## Exercise directions
Select and reproduce each line of the listing below that bears the string "gold".
*** Listed entries Section Begins ***
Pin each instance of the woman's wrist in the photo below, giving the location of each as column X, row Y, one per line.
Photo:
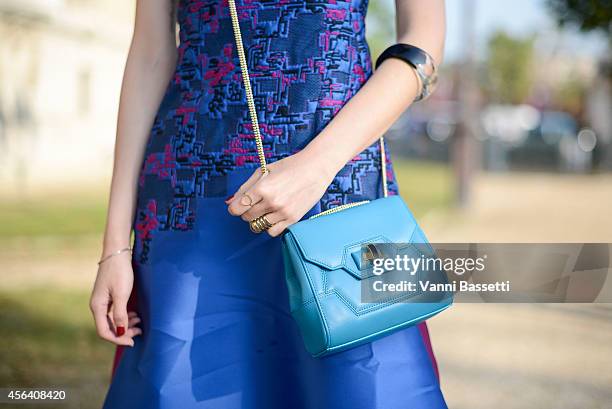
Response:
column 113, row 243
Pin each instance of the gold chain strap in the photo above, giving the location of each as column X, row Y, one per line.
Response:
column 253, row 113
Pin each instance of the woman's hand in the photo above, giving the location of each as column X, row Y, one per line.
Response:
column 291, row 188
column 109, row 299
*** Listed entries Section Ends ***
*** Listed entries Section Begins ***
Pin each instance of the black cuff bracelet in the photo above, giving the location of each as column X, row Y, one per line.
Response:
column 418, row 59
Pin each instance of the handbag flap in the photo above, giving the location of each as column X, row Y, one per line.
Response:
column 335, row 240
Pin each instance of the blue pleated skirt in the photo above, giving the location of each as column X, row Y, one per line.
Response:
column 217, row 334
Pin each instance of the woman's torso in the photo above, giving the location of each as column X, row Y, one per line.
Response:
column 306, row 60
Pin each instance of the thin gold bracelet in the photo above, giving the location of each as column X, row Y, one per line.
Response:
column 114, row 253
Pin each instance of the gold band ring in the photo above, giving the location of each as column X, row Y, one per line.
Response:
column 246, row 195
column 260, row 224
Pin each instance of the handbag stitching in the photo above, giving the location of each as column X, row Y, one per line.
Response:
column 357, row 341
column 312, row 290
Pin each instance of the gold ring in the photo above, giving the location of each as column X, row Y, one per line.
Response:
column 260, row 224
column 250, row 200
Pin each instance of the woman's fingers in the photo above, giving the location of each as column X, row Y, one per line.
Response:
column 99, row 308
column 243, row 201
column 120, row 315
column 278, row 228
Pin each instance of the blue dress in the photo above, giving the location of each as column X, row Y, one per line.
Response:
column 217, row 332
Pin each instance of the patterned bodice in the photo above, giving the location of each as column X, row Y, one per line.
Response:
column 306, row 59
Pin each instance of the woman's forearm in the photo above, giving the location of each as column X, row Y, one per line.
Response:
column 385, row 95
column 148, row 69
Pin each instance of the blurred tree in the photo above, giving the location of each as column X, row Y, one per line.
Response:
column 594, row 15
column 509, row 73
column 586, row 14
*** Listed entries Section Ends ***
*** Listed entries Section Begins ***
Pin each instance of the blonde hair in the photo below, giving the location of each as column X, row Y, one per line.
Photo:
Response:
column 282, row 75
*** Listed entries Section Ends ***
## Answer section
Pin each instance of the gold chain strap in the photo above, giving the location of each as column X, row Y, one per line.
Pin each instance of the thin gold bracelet in the photo above, giving the location of each as column X, row Y, one per line.
Pin each instance of the gold band ring in the photo above, giving the location of each as column X, row Y, one per line.
Pin each instance of the gold ring in the photo above, giving the location of each as column X, row Y, one per line.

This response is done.